_Work item_.
Your task is to set down the line containing "In this picture, where can the tartar" and every later line of the entries, word for word, including the last.

_Supplied data_.
===

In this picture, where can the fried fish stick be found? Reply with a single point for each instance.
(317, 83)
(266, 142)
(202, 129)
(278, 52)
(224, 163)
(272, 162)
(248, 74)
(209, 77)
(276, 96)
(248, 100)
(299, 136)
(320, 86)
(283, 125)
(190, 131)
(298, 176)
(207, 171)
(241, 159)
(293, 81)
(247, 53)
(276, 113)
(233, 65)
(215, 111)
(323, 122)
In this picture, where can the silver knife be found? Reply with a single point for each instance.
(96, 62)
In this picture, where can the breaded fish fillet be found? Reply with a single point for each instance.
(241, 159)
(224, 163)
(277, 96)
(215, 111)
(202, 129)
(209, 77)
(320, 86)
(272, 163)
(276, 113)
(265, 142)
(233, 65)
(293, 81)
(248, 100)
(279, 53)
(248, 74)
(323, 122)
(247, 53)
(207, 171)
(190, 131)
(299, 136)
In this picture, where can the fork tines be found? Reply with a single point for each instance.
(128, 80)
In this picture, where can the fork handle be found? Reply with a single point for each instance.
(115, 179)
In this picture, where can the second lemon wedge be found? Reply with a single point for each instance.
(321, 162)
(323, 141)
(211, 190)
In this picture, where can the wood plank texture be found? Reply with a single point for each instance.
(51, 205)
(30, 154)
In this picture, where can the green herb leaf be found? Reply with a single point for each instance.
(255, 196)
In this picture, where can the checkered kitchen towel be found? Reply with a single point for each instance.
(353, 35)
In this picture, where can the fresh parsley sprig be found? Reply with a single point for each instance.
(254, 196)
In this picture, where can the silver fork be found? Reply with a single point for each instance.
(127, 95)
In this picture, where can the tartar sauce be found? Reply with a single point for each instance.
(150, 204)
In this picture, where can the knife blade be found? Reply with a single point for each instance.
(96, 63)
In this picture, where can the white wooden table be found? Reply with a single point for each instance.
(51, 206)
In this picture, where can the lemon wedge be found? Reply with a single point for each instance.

===

_Result below_.
In this picture, where can the tartar sauce be found? Reply with a single point for each instance.
(150, 204)
In this picture, where can the knife blade be found? Reply with a single point for each instance.
(96, 63)
In this picture, where can the white wooden table be found? Reply with a single point for each instance.
(51, 206)
In this picture, where can the lemon wedge be found? Reply with a single point for each instance.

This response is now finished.